Required work –
Give back every line of the listing below word for word, with nothing changed.

Exercise input –
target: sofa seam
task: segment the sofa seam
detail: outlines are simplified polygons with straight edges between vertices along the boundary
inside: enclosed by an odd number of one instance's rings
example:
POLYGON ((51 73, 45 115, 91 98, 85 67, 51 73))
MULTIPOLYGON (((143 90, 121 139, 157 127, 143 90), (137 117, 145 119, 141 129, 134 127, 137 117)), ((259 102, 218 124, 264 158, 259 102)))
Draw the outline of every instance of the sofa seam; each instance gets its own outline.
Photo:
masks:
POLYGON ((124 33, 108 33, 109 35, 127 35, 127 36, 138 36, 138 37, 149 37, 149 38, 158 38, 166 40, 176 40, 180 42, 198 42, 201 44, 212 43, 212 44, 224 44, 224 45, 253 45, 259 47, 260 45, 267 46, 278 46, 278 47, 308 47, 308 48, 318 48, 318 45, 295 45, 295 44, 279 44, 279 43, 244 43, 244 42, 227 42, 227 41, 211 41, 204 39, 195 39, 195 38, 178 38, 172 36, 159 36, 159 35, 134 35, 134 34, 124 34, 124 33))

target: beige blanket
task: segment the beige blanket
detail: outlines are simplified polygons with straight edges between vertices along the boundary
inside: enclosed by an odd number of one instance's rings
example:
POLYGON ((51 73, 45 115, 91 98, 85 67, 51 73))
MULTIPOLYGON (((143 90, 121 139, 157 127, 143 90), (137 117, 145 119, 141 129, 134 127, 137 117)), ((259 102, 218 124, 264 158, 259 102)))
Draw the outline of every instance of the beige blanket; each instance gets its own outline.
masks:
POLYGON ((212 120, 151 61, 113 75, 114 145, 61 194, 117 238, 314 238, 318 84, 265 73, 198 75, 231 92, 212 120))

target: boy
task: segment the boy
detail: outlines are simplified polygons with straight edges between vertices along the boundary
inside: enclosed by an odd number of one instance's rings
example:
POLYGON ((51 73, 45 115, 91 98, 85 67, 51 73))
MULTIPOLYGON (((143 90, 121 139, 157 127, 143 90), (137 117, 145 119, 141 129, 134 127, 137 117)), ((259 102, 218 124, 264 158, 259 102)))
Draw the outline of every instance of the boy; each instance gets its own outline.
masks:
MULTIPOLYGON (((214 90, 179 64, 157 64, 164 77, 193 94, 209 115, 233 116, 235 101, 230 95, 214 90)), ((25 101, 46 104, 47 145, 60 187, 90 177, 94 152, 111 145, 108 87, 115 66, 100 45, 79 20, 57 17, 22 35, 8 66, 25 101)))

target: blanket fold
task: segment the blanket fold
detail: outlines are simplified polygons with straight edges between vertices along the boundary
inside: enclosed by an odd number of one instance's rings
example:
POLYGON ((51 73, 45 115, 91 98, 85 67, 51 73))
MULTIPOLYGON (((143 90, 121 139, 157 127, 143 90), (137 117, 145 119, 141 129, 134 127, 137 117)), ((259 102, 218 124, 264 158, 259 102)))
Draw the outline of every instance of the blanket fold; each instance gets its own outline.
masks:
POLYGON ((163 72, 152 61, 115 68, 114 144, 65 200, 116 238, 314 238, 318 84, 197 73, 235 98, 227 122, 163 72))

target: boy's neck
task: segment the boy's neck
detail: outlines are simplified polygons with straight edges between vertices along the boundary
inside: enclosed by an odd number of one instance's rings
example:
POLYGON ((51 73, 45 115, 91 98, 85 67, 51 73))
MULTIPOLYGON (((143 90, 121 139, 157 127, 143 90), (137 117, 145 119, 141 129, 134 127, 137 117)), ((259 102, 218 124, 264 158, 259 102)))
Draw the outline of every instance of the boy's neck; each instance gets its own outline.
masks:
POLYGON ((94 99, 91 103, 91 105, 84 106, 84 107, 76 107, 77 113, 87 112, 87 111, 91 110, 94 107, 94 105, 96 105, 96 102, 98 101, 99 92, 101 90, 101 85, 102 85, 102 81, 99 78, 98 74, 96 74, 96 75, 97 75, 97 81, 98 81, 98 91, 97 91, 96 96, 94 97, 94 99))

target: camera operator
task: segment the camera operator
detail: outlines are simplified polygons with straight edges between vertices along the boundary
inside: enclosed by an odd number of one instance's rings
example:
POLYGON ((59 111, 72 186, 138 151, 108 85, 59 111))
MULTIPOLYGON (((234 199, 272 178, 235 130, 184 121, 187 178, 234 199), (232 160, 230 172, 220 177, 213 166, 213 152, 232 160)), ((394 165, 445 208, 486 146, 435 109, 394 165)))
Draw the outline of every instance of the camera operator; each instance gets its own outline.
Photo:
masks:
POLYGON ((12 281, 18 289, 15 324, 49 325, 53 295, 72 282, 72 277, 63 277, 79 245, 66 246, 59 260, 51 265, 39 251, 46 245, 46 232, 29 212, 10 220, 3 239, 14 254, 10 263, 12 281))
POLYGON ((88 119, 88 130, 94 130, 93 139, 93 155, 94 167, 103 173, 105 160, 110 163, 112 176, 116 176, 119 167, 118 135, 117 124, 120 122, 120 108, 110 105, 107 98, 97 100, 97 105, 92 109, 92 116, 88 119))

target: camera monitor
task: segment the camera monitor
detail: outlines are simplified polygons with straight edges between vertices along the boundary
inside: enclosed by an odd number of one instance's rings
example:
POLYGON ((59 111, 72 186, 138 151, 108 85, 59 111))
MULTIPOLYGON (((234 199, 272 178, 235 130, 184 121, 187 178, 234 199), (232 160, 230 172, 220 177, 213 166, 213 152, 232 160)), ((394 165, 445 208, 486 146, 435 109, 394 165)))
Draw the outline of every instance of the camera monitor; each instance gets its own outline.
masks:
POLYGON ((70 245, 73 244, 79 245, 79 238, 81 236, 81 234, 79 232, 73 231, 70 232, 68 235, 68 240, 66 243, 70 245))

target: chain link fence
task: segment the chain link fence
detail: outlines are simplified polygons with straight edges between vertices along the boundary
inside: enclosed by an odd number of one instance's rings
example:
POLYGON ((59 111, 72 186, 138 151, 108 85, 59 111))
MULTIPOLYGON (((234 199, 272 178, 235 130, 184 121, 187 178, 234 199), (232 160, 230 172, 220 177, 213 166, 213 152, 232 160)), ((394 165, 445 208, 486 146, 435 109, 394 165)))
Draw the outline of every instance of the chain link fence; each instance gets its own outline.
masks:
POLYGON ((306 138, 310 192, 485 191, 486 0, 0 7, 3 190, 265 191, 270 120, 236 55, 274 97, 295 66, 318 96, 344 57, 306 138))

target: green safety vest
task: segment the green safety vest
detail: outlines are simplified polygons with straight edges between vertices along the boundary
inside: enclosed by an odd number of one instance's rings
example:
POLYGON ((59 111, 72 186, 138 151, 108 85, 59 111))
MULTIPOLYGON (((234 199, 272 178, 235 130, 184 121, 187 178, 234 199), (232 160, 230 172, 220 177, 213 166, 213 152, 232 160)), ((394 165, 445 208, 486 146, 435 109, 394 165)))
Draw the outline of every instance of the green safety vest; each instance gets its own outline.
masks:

Solution for this problem –
target: sofa seam
task: segment the sofa seam
detail: outlines are simplified polygons with straight edges between vertices along the boundary
inside: enclosed by an odd number of one instance's rings
example:
POLYGON ((51 73, 45 115, 91 98, 85 67, 51 73))
MULTIPOLYGON (((143 90, 121 139, 157 127, 143 90), (137 117, 145 119, 141 129, 134 127, 137 117)), ((259 102, 218 124, 264 158, 259 102)))
Draw the outline of every instance of the sofa seam; each instance gets its own outline.
Photo:
masks:
POLYGON ((124 33, 108 33, 109 35, 127 35, 127 36, 138 36, 138 37, 149 37, 149 38, 158 38, 166 40, 176 40, 180 42, 198 42, 201 44, 212 43, 212 44, 224 44, 224 45, 253 45, 259 47, 260 45, 267 46, 278 46, 278 47, 308 47, 308 48, 318 48, 318 45, 295 45, 295 44, 279 44, 279 43, 244 43, 244 42, 227 42, 227 41, 211 41, 204 39, 195 39, 195 38, 178 38, 172 36, 159 36, 159 35, 134 35, 134 34, 124 34, 124 33))

target: beige blanket
task: segment the beige blanket
detail: outlines are simplified polygons with straight edges between vertices along the boundary
inside: enclosed by an odd number of one instance's rings
example:
POLYGON ((51 73, 45 115, 91 98, 85 67, 51 73))
MULTIPOLYGON (((143 90, 121 139, 157 127, 143 90), (137 117, 145 119, 141 129, 134 127, 137 117)), ((259 102, 218 124, 264 158, 259 102)))
Draw the outline of every instance of the beige blanket; each instance gets its own outline.
masks:
POLYGON ((212 120, 151 61, 113 75, 114 145, 61 194, 117 238, 314 238, 318 84, 265 73, 198 75, 231 92, 212 120))

target: boy
task: segment the boy
detail: outlines are simplified polygons with straight edges between vertices along the boundary
inside: enclosed by an odd number of one instance's rings
example:
POLYGON ((51 73, 45 115, 91 98, 85 67, 51 73))
MULTIPOLYGON (((143 90, 121 139, 157 127, 143 90), (137 117, 145 119, 141 129, 134 127, 137 117)), ((259 102, 218 124, 264 158, 259 102)))
Draw the outline of every instance of the boy; each instance gets its own outline.
masks:
MULTIPOLYGON (((214 90, 179 64, 157 64, 164 77, 193 94, 209 115, 233 116, 235 101, 230 95, 214 90)), ((25 101, 46 104, 47 145, 60 187, 90 177, 94 152, 111 145, 108 87, 115 66, 100 45, 79 20, 57 17, 22 35, 8 66, 25 101)))

target: blanket fold
task: segment the blanket fold
detail: outlines are simplified polygons with straight edges between vertices along the boundary
inside: enclosed by an odd number of one instance's rings
example:
POLYGON ((51 73, 45 115, 91 98, 85 67, 51 73))
MULTIPOLYGON (((143 90, 121 139, 157 127, 143 90), (137 117, 145 119, 141 129, 134 127, 137 117)), ((259 102, 218 124, 264 158, 259 102)))
Draw the outline of every instance of the blanket fold; each instance gets its own outline.
masks:
POLYGON ((163 72, 152 61, 115 68, 114 144, 65 200, 116 238, 314 238, 318 84, 197 73, 235 98, 227 122, 163 72))

target: boy's neck
task: segment the boy's neck
detail: outlines are simplified polygons with straight edges between vertices along the boundary
inside: enclosed by an odd number of one instance's rings
example:
POLYGON ((51 73, 45 115, 91 98, 85 67, 51 73))
MULTIPOLYGON (((143 90, 121 139, 157 127, 143 90), (137 117, 145 119, 141 129, 134 127, 137 117)), ((259 102, 218 124, 264 158, 259 102)))
Draw the outline of every instance of the boy's neck; each instance gets its own outline.
masks:
POLYGON ((94 99, 91 103, 91 105, 84 106, 84 107, 76 107, 77 113, 87 112, 87 111, 91 110, 94 107, 94 105, 96 105, 96 102, 98 101, 99 92, 101 90, 101 85, 102 85, 102 81, 99 78, 98 74, 96 74, 96 75, 97 75, 97 81, 98 81, 98 91, 97 91, 96 96, 94 97, 94 99))

target: camera operator
task: segment the camera operator
detail: outlines are simplified polygons with straight edges between vertices along the boundary
inside: enclosed by an odd number of one instance's rings
example:
POLYGON ((59 111, 72 186, 138 151, 108 85, 59 111))
MULTIPOLYGON (((234 199, 272 178, 235 130, 184 121, 187 178, 234 199), (232 160, 230 172, 220 177, 213 166, 213 152, 232 160)), ((394 165, 445 208, 486 146, 435 109, 394 165)))
Draw the outline of every instance of the camera operator; each instance gets its own outline.
Photo:
masks:
POLYGON ((12 281, 18 289, 15 324, 49 325, 53 295, 72 282, 72 277, 63 277, 79 245, 66 246, 59 260, 51 265, 39 251, 46 245, 46 232, 29 212, 10 220, 3 239, 14 254, 10 263, 12 281))
POLYGON ((88 119, 88 130, 94 130, 93 139, 93 155, 94 167, 103 173, 105 160, 110 163, 112 176, 116 176, 119 167, 118 135, 117 124, 120 122, 120 108, 110 105, 107 98, 97 100, 97 105, 92 109, 92 116, 88 119))

target: camera monitor
task: segment the camera monitor
detail: outlines are simplified polygons with straight edges between vertices along the boundary
inside: enclosed by an odd number of one instance's rings
example:
POLYGON ((59 111, 72 186, 138 151, 108 85, 59 111))
MULTIPOLYGON (((234 199, 272 178, 235 130, 184 121, 187 178, 234 199), (232 160, 230 172, 220 177, 213 166, 213 152, 232 160)), ((394 165, 445 208, 486 146, 435 109, 394 165)))
Draw the outline of every instance of the camera monitor; each instance gets its own outline.
masks:
POLYGON ((70 245, 73 244, 79 245, 79 238, 81 236, 81 234, 79 232, 73 231, 70 232, 68 235, 68 240, 66 243, 70 245))

target: chain link fence
task: segment the chain link fence
detail: outlines are simplified polygons with straight edges between vertices along the boundary
inside: enclosed by an odd number of one instance's rings
example:
POLYGON ((59 111, 72 186, 138 151, 108 85, 59 111))
MULTIPOLYGON (((234 199, 272 178, 235 130, 184 121, 187 178, 234 199), (232 160, 230 172, 220 177, 213 166, 213 152, 232 160)), ((394 165, 445 208, 486 146, 435 109, 394 165)))
Draw the outline of every instance of the chain link fence; each instance gets its own outline.
masks:
POLYGON ((306 138, 310 192, 485 191, 486 0, 0 7, 3 190, 265 191, 270 120, 236 55, 274 97, 295 66, 318 96, 344 57, 306 138))

target: green safety vest
task: segment the green safety vest
detail: outlines are simplified polygons with straight edges between vertices along the boundary
inside: enclosed by an odd number of one instance's rings
example:
POLYGON ((59 111, 72 186, 138 151, 108 85, 59 111))
MULTIPOLYGON (((234 199, 272 178, 235 130, 184 121, 187 178, 234 199), (232 160, 230 172, 220 177, 213 166, 213 152, 232 160)), ((394 165, 445 208, 486 146, 435 109, 394 165)))
Draw the outline of every instance of the green safety vest; each instance gets its own outline.
masks:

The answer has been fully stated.